Texte fourni »
_ _ _ _ _ _ _
De plus, l’Orient et l’Occident chrétiens ont eu -et ont toujours- des acceptions différentes de ces termes : l’Orient continuera à utiliser indifféremment les deux termes, tandis que l’Occident réservera le terme Epiphanie à la fête de l’adoration des Mages (manifestation du Christ aux gentils, préfigurant la conversion des païens) du 6 janvier. Le terme « théophanie » était inconnu en Occident jusqu’au début du 20ème siècle, où l’on ne parlait que du « Baptême du Christ » ; ce sont les Orthodoxes de rite occidental qui l’introduiront, à partir de1944, et qui le réserveront à la manifestation de la Trinité lors du Baptême du Christ, tout en conservant la fête de l’adoration des mages du 6 janvier sous le nom traditionnel d’Epiphanie (la Théophanie étant alors fêté le dimanche suivant l’Epiphanie).
Dans cette note, je n’utilise le terme « Théophanie » que pour désigner la manifestation de la Divine Trinité lors du baptême du Christ. Avant de parler de son contenu théologique et de ses rites spécifiques, il faut dire un mot de la date du 6 janvier et des significations différentes que lui donnent l’Orient et l’Occident.
La date du 6 janvier
J’ai longuement expliqué l’histoire complexe de la fête de Noël du 25 décembre dans ma note sur Noël : je ne ferai donc ici qu’un rappel. Cette fête de l’Incarnation du Verbe du 25 décembre [selon le calendrier julien, réformé par Jules César2], apparue après la « paix de l’Eglise » (313 en Occident), fut introduite en Occident, probablement à Rome, au début du 4ème siècle (juste après la fin des persécutions), puis fut transmise progressivement aux autres patriarcats, parce qu’elle était la nouvelle date du solstice d’hiver (pour les aspects théologiques et symboliques, se reporter à la note sur Noël). En effet, en Orient, le solstice d’hiver tombait le 6 janvier, conformément à l’ancien calendrier égyptien et l’on fêtait, ce jour-là, notamment en Alexandrie, toutes les manifestations du Christ, Ses « épiphanies » : Noël, l’adoration des Mages, le Baptême du christ et les Noces de Cana. Puis, progressivement, le calendrier julien entra dans les usages de l’Orient et Noël fut reportée (ou plutôt avancée) à la nouvelle date du solstice, qui était le 25 décembre, ce qui est accompli partout dans la seconde moitié du 4ème s. Il y eut alors une évolution différente de la fête du 6 janvier, en Occident et en Orient.
_ _ _ _ _ _ _
Extrait des données »

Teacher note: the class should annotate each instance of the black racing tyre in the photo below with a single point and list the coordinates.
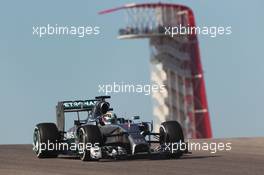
(89, 135)
(45, 138)
(171, 132)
_ _ _ _ _ _ _
Consigne 1 »
Reformulez sous forme de liste le paragraphe du texte fourni qui commence par « J’ai longuement expliqué », en gardant ses faits essentiels.
Consigne 2 »
Écrivez la suite du texte fourni sur la Théophanie et la date du 6 janvier, en reprenant après sa dernière phrase.
Les données n'ont aucun rapport avec le texte fourni.

Réponse attendue 1 »
- La fête de l'Incarnation du Verbe, célébrée le 25 décembre selon le calendrier julien, est apparue après la « paix de l'Église » (313 en Occident).
- Elle fut introduite en Occident, probablement à Rome, au début du 4e siècle, puis transmise progressivement aux autres patriarcats, car le 25 décembre était la nouvelle date du solstice d'hiver.
- En Orient, selon l'ancien calendrier égyptien, le solstice tombait le 6 janvier. On y fêtait ce jour-là, notamment à Alexandrie, toutes les manifestations du Christ : Noël, l'adoration des Mages, le Baptême du Christ et les Noces de Cana.
- Le calendrier julien s'imposa peu à peu en Orient, et Noël fut avancé au 25 décembre. Ce changement était accompli partout dans la seconde moitié du 4e siècle.
- La fête du 6 janvier connut ensuite une évolution différente en Occident et en Orient.

Réponse attendue 2 »
En Occident, on reporta au 6 janvier la fête de l’adoration du Christ par les trois Mages, qui constitua un prolongement de la fête de Noël3, et la fête du Baptême du Christ fut reportée à l’octave, c’est à dire au 13 janvier, passant petit à petit presqu’inaperçue, et surtout minimisant son aspect fondamental, à savoir la révélation de la Divine Trinité.
Tandis que l’Orient privilégia au 6 janvier la fête du Baptême du Christ et de la manifestation de la Divine Trinité, appelée tantôt « Epiphanie », tantôt « Théophanie », et la célébra avec éclat. Mais le terme de Théophanie est beaucoup plus exact, parce qu’il signifie « manifestation de Dieu », c’est-à-dire de la Divine Trinité. C’est une fête qui est, en Orient, presqu’aussi importante que Noël.
Nous pourrions dire que l’Occident a un trésor théologico-liturgique, qui est la fête de Noël, avec son prolongement de l’Epiphanie (adoration des Mages), c’est à dire l’Incarnation de Verbe, tandis que l’Orient a un autre trésor, qui est la Théophanie, révélation de la Divine Trinité. Vous remarquerez qu’il s’agit des fondements de la religion chrétienne : La Divine Trinité et les deux natures du Christ. Ces deux richesses théologiques sont complémentaires, car la Divine Trinité ne pouvait être révélée que par l’Incarnation du Verbe (et la venue de l’Esprit-Saint). Ces spécificités sont conformes aux charismes respectifs de l’Orient et de l’Occident, qui sont deux reflets de Dieu dans l’Homme, l’Orient étant intemporel, synthétique, contemplatif, et donc centré sur la Divine Trinité, et l’Occident étant historique, analytique, actif, et donc centré sur l’Incarnation du Verbe. Dieu est merveilleux : Il nous rappelle sans cesse que nous sommes tous frères, parce fils du même Père céleste, et que nous avons besoin les uns des autres. Cette vérité divine est la clé de l’unité de l’Eglise et de sa conciliarité.
Lorsqu’il fut nécessaire de restaurer une année liturgique orthodoxe de rite occidental complète, à partir de 1944, parce qu’il y avait des Orthodoxes occidentaux, les restaurateurs4 -qui étaient porteurs de la grande tradition liturgique orientale- se sont rendus compte qu’il fallait restaurer l’importance de la fête du Baptême du Christ, en raison de son caractère théologique exceptionnel, c’est-à-dire en affirmant son caractère trinitaire (d’où l’emprunt du nom de « Théophanie », inconnu en Occident) et l’ont placée au dimanche qui suivait l’Epiphanie [occidentale], pour que tout le peuple de Dieu pût la vivre : ils ont aussi emprunté plusieurs des beaux textes de St Sophrone, dont l’anaphore de bénédiction des eaux (voir ci-dessous les aspects liturgiques)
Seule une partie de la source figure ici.